Selected text
####################

Have you ever thought about finding a piece of outer space right here in Michigan? It might sound like a long shot, but with tens of thousands of meteorites falling to Earth every year for millions of years, it’s more likely than you might think.

Hunting for meteorites can be challenging without the right guidance, but it’s also an exciting and rewarding adventure.

Michigan’s unique geography, from its sandy beaches along the Great Lakes to its rocky forests and farmland, makes it a great state for meteorite hunting. While these space rocks might not always be easy to spot, the thrill of searching and the chance to hold something billions of years old in your hands make the effort worth it.

Plus, Michigan has had its share of impressive meteorite discoveries, proving there’s still treasure out there waiting to be found.

With a bit of knowledge and some tools, you could be the next person to find a genuine piece of the universe.

I’m going to give you all the information you need to be successful in your search, including:

• The meteorite types you can find
• Specific locations where you should start your search
• Some tips and tricks to make your life easier

The Types Of Meteorites You Can Find

When you’re out searching there are several types of meteorites that you can find and need to be aware of. They each have their own characteristics and compositions that can make identifying them a bit different.

These are the main types to keep an eye out for:

Iron meteorites

Iron meteorites are fragments of ancient metallic cores from planetesimals, the building blocks of planets. These meteorites are primarily made of iron and nickel, with small amounts of other metals like cobalt.

####################

Short exercise 1
The meteorite-hunting guide includes a bulleted list of what it promises to cover. Give every item on that list.
Short exercise 2
Carry the guide on Michigan meteorite hunting forward from its final sentence.

Stored items

####################

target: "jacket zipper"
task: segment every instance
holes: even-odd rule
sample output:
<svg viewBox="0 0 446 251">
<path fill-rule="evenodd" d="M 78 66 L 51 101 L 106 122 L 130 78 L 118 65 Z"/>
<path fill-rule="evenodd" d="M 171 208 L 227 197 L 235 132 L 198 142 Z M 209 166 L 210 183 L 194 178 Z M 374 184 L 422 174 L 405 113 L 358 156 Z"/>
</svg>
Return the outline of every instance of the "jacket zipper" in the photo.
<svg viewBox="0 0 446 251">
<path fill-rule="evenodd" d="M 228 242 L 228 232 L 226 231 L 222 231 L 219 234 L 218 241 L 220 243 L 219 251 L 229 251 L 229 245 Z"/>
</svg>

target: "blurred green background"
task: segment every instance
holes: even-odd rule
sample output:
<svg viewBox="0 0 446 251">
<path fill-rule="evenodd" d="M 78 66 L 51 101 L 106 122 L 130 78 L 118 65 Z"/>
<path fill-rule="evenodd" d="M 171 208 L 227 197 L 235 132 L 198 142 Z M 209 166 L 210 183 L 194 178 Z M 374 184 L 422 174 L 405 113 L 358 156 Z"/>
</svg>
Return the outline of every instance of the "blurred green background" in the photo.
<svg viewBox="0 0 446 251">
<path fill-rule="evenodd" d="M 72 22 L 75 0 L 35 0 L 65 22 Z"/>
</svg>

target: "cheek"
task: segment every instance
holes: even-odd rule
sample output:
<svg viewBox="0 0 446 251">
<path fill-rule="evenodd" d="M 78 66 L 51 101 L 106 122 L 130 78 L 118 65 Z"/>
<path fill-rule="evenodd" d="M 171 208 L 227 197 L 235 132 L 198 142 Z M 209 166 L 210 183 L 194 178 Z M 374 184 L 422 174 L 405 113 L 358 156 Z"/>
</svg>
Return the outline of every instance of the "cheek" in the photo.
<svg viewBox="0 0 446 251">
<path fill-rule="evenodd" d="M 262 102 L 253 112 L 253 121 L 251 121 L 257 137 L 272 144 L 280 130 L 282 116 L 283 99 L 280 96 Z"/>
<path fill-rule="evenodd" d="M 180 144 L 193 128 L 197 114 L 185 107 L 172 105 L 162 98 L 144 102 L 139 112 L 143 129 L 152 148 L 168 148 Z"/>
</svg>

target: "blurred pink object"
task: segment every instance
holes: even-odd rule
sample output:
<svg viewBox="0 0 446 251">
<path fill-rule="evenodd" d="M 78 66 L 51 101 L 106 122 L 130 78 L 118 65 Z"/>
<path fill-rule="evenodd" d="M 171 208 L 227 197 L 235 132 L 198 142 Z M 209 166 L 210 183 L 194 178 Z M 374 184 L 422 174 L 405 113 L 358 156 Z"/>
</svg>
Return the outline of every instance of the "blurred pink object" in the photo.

####################

Expected answer 1
- The meteorite types you can find
- Specific locations where you should start your search
- Some tips and tricks to make your life easier

Expected answer 2
They are thought to originate from the cores of differentiated celestial bodies that were destroyed by collisions in space billions of years ago.

Iron meteorites are nearly entirely metallic. This gives them a high density and makes them magnetic. They are also more resistant to weathering, which is why they are often found in better condition than other types of meteorites.

When discovered, iron meteorites often have a dark, rusted exterior due to oxidation. If freshly fallen, they may exhibit a shiny, metallic fusion crust formed as they burned through Earth’s atmosphere.

Pallasites

Pallasite meteorites are a rare and beautiful type of stony-iron meteorite that captures attention with their unique appearance and fascinating origins. They are composed of a mix of metal and silicate minerals, primarily olivine, a greenish-yellow crystal that is often gem-quality.

These crystals are embedded within a matrix of nickel-iron metal, giving pallasites a striking, almost gemstone-like look when cut and polished.

Scientists believe pallasites originate from the boundary layer of an asteroid’s core and mantle, forming when molten metal and silicate material mixed during a catastrophic impact or asteroid disruption billions of years ago.

When found in the field, pallasites often appear as irregular, weathered masses with a rusty exterior caused by the oxidation of their metal content.

However, once sliced open, their interior reveals the mesmerizing olivine crystals encased in a shiny metallic framework, offering a glimpse into the dynamic processes that shaped our solar system.

Mesosiderites

Mesosiderites contain a unique mix of metal and silicate material. They are composed roughly of equal parts nickel-iron metal and silicate rock, which includes minerals like pyroxene, plagioclase, and olivine.

This unusual combination suggests a complex history, possibly involving a violent collision between an asteroid with a metallic core and another asteroid with a rocky crust. The impact mixed their materials, forming the distinctive structure of mesosiderites.

Unlike other meteorites, mesosiderites stand out because they don’t have the same layered or uniform appearance as most stony or iron meteorites. Instead, their structure is a jumbled mixture of shiny metallic chunks embedded in a rocky matrix.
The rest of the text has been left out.